Bericht von Prof. Dr. Traberts Lesbos-Reise

Vergangene Woche verbrachte Prof. Dr. Gerhard Trabert, 1. Vorsitzender unseres Vereins, auf der griechischen Insel Lesbos. Sein Aufenthalt hatte mehrere Gründe:

Einerseits konnte ein junger somalischer Mann namens Abas mit einer Unterschenkelprothese versorgt werden. „Jetzt beginnt für mich ein neues Leben“, rief er nach dem Anprobieren mit strahlendem Gesicht. Für ihn gilt es nun, beständig zu trainieren, damit er sich schon bald mit möglichst wenig zusätzlichen Einschränkungen im Kara Tepe Camp (auch Moria 2.0 genannt) bewegen kann. „Das Leben im Camp ist auch ohne körperliche Behinderungen schon extrem beschwerlich“, gibt Prof. Dr. Trabert wiederholt zu bedenken.

** ARBEITSAUFTRAG **
Entscheiden Sie für jede der folgenden Aussagen, ob sie mit dem Bericht über die Lesbos-Reise übereinstimmt, und belegen Sie jedes Ja oder Nein mit den ausschlaggebenden Worten des Berichts als wörtlichem Zitat: (a) Prof. Dr. Gerhard Trabert ist 1. Vorsitzender des Vereins. (b) Abas wurde mit einer Oberschenkelprothese versorgt. (c) Das Kara Tepe Camp wird auch Moria 2.0 genannt.

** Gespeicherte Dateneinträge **
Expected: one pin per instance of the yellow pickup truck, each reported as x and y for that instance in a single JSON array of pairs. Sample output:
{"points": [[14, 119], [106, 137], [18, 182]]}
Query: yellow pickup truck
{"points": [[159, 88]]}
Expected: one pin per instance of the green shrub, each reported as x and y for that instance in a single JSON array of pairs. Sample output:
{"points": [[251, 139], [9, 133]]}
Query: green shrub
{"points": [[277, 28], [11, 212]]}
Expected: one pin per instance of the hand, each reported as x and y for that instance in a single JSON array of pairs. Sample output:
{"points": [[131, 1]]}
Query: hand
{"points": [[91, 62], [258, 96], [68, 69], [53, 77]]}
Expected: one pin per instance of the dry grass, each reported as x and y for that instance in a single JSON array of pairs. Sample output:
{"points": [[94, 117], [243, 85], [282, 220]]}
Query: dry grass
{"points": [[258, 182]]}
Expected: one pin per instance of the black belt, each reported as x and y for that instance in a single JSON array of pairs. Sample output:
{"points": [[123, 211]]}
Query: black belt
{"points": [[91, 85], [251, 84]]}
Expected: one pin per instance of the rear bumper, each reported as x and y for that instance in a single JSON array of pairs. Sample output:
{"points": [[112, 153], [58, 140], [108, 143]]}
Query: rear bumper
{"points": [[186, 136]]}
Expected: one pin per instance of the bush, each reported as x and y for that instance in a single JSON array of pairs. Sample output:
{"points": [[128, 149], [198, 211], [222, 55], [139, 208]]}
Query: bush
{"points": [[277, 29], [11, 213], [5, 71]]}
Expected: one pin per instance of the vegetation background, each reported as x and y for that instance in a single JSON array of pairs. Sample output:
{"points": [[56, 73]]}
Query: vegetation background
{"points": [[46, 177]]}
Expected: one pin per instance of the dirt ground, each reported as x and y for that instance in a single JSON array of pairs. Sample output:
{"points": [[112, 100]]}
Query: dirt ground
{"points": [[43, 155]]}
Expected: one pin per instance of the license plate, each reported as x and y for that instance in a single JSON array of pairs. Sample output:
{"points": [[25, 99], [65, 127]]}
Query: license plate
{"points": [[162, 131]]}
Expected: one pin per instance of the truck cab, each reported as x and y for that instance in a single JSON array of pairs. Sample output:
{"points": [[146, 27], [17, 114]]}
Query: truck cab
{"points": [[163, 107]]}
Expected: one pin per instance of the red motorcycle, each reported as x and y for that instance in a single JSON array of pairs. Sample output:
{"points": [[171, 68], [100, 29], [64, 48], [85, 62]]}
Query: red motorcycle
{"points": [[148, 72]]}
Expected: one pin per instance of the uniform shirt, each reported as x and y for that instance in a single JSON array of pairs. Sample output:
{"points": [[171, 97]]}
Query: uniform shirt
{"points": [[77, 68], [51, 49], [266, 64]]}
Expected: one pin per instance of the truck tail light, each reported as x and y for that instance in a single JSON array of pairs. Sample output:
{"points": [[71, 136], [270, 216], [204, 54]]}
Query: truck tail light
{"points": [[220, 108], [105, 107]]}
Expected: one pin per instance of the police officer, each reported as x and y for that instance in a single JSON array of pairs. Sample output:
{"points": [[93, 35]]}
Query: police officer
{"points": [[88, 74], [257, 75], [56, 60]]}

** SCHRIFTLICHE ANTWORT **
(a) Ja: „1. Vorsitzender unseres Vereins“
(b) Nein: „mit einer Unterschenkelprothese versorgt werden“
(c) Ja: „Kara Tepe Camp (auch Moria 2.0 genannt)“